▶ What you are asked to do: In the passage on racial purification below, list every condition it names as a "genetic imperfection" for which Michigan and Massachusetts castrated people.

┌─ Document passage

Racial Purification
The following two statements were authored in the same year,
1925, by two public figures generally supposed to have not much in
common:
"Those who are physically and mentally unhealthy and unfit must
not perpetuate their sufferings in the bodies of their children.
Through educational means the state must teach individuals that
illness is not a disgrace but a misfortune for which people are to
be pitied, yet at the same time it is a crime and a disgrace to make
this affliction the worse by passing it on to innocent creatures out
of a merely egotistic yearning."
"It is better for all the world, if instead of waiting to execute
degenerate offspring for crime or to let them starve for their
imbecility, society can prevent those who are manifestly unfit from
continuing their kind."
The latter opinion comes from Justice Oliver Wendell Holmes of
the U.S. Supreme Court, writing for the majority in the case of
Buck v. Bell. The former statement appeared in Mein
Kampf by Adolf Hitler. Eugenics wasn't just for Nazis.
The "racial hygiene" programs of Nazi Germany were by far the
most catastrophic application of eugenic "theory," but they were
neither the first nor last. In the early twentieth century, fourteen
countries, including the United States, approved some type of
eugenic legislation. In the first thirty years of this century,
thirty of these United States passed sterilization laws. By one
estimate, as many as sixty thousand people were "legally"
sterilized. The true number can never be known because many
operations in penal and mental institutions went unreported.
The United States of America, in fact, was the first
industrialized nation to enact racial purification laws. In the late
nineteenth century, the states of Michigan and Massachusetts
castrated numerous mental patients and young boys exhibiting such
genetic imperfections as "persistent epilepsy," "imbecility," and
"masturbation with weakness of mind."

└─
┌─ Information supplied

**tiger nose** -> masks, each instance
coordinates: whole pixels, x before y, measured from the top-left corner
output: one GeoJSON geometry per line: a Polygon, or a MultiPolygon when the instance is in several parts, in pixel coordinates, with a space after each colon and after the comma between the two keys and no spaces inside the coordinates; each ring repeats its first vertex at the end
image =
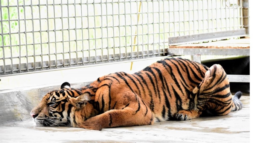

└─

▶ Response area:
- persistent epilepsy
- imbecility
- masturbation with weakness of mind